Your task
Reproduce, word for word, the lines of the listing below from the line containing "OBJECT_QUERY: white van" through the line containing "top-left (13, 161), bottom-right (62, 201)", including both of those lines.

Rows from a box-labeling dataset:
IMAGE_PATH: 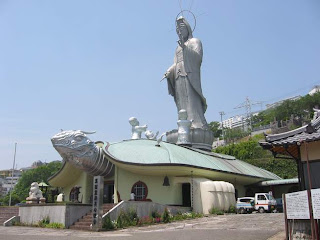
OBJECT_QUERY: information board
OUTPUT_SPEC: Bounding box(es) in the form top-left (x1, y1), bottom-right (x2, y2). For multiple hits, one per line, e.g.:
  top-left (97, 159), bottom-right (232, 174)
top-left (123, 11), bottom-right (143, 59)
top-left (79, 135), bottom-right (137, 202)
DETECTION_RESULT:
top-left (285, 191), bottom-right (310, 219)
top-left (311, 188), bottom-right (320, 219)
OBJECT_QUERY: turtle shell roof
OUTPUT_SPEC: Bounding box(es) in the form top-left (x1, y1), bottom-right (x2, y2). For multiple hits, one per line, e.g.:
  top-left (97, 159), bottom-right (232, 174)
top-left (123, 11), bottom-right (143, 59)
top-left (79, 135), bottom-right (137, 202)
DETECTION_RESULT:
top-left (103, 139), bottom-right (281, 179)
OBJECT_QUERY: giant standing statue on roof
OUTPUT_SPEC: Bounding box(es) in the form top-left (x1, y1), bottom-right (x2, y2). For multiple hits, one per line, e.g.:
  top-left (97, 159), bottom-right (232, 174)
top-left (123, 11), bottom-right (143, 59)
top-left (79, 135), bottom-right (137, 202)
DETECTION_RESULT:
top-left (164, 16), bottom-right (208, 129)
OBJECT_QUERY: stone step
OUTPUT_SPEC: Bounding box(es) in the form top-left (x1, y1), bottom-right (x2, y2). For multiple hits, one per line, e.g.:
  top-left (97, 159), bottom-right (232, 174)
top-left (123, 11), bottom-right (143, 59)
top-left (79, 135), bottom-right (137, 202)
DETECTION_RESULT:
top-left (0, 214), bottom-right (19, 218)
top-left (0, 210), bottom-right (19, 215)
top-left (70, 225), bottom-right (91, 231)
top-left (74, 221), bottom-right (92, 226)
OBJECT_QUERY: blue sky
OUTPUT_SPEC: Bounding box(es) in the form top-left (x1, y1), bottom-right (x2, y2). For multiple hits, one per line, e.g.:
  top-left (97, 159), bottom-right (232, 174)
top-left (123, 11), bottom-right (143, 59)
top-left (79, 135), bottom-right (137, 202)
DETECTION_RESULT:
top-left (0, 0), bottom-right (320, 169)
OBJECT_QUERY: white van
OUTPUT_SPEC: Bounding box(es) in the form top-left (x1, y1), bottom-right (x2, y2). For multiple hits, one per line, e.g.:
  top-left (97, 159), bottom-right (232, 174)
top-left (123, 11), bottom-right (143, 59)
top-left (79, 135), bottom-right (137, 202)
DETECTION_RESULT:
top-left (254, 193), bottom-right (277, 213)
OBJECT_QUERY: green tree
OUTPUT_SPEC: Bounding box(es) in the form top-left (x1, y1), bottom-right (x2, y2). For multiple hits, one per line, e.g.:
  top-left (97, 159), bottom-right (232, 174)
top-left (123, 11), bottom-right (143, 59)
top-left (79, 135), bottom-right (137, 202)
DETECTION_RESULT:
top-left (13, 161), bottom-right (62, 201)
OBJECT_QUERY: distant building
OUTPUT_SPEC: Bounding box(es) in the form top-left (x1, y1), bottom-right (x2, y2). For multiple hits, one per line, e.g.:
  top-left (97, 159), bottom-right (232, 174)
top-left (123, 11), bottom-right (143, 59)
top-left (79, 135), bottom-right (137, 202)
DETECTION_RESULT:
top-left (222, 115), bottom-right (246, 129)
top-left (0, 169), bottom-right (22, 196)
top-left (266, 95), bottom-right (301, 109)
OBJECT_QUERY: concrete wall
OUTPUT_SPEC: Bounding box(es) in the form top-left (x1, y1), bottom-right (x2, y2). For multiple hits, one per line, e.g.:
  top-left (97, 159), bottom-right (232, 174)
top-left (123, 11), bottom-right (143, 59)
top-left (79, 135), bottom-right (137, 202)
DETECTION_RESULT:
top-left (19, 204), bottom-right (92, 228)
top-left (117, 168), bottom-right (182, 205)
top-left (63, 172), bottom-right (93, 204)
top-left (300, 141), bottom-right (320, 161)
top-left (103, 201), bottom-right (190, 221)
top-left (117, 168), bottom-right (236, 214)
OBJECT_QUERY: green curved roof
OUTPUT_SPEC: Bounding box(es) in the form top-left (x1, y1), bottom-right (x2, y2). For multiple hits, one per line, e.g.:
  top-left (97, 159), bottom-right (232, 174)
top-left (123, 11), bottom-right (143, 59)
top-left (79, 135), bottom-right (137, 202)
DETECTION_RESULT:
top-left (103, 139), bottom-right (281, 179)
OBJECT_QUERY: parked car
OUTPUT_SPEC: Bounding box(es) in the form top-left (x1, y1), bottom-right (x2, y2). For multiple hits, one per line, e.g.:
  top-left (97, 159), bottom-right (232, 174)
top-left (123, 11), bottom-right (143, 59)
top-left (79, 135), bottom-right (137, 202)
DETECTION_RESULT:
top-left (254, 193), bottom-right (277, 213)
top-left (236, 197), bottom-right (254, 214)
top-left (276, 198), bottom-right (283, 212)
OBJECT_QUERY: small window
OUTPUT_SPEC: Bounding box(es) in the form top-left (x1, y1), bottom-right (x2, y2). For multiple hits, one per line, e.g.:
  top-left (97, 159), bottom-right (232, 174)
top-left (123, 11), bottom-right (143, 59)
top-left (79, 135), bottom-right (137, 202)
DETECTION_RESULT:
top-left (131, 181), bottom-right (148, 201)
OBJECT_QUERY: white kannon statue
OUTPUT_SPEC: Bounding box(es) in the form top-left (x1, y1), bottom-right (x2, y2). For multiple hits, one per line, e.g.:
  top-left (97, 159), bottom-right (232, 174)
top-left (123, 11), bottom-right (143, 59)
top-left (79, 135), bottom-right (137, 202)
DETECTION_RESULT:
top-left (164, 16), bottom-right (208, 129)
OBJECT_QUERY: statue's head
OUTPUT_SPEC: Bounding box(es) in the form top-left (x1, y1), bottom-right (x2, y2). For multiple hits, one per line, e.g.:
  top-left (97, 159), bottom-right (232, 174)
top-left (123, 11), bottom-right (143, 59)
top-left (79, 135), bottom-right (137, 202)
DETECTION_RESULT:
top-left (176, 16), bottom-right (193, 40)
top-left (51, 130), bottom-right (98, 168)
top-left (129, 117), bottom-right (139, 127)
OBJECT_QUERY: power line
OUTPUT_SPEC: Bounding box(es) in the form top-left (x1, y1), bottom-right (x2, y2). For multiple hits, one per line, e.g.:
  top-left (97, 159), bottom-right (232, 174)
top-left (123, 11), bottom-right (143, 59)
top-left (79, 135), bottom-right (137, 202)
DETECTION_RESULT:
top-left (234, 96), bottom-right (263, 129)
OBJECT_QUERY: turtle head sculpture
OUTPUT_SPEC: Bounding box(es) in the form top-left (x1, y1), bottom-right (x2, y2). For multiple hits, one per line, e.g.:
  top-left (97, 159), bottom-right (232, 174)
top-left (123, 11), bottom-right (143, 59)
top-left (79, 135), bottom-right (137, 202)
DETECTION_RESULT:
top-left (51, 130), bottom-right (113, 176)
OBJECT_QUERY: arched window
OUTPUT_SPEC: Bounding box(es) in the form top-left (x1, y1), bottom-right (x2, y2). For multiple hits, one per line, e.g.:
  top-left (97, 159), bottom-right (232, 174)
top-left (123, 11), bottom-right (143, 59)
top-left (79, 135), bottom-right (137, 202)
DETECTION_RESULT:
top-left (131, 181), bottom-right (148, 201)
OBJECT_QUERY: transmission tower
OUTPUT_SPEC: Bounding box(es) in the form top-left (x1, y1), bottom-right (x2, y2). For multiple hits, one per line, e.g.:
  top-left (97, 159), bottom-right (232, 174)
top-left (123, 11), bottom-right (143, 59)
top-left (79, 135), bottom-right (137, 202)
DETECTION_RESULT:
top-left (219, 111), bottom-right (226, 140)
top-left (234, 96), bottom-right (263, 130)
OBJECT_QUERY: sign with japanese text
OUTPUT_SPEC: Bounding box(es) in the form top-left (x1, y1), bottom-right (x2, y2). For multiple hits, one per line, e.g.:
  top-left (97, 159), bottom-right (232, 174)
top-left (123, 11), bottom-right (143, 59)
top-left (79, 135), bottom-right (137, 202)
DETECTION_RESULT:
top-left (285, 191), bottom-right (310, 219)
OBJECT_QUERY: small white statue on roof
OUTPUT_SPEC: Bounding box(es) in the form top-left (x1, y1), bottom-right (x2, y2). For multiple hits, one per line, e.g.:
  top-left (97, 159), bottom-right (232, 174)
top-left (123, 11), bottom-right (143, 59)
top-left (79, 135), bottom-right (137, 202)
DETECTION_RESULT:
top-left (26, 182), bottom-right (46, 203)
top-left (177, 109), bottom-right (192, 145)
top-left (144, 130), bottom-right (159, 140)
top-left (312, 108), bottom-right (320, 121)
top-left (129, 117), bottom-right (148, 139)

Solution to this exercise
OBJECT_QUERY: white van
OUTPUT_SPEC: Bounding box(es) in the form top-left (x1, y1), bottom-right (x2, y2). For multiple hits, one per line, e.g.:
  top-left (97, 159), bottom-right (232, 174)
top-left (123, 11), bottom-right (143, 59)
top-left (79, 135), bottom-right (137, 202)
DETECTION_RESULT:
top-left (254, 193), bottom-right (277, 213)
OBJECT_QUERY: green tree
OUTPUT_SPEC: Bounding box(es) in the form top-left (x1, y1), bottom-right (x2, y2). For multiple hits, one per line, e.g.:
  top-left (97, 159), bottom-right (232, 174)
top-left (123, 11), bottom-right (143, 59)
top-left (79, 135), bottom-right (137, 202)
DETECTION_RESULT:
top-left (13, 161), bottom-right (62, 201)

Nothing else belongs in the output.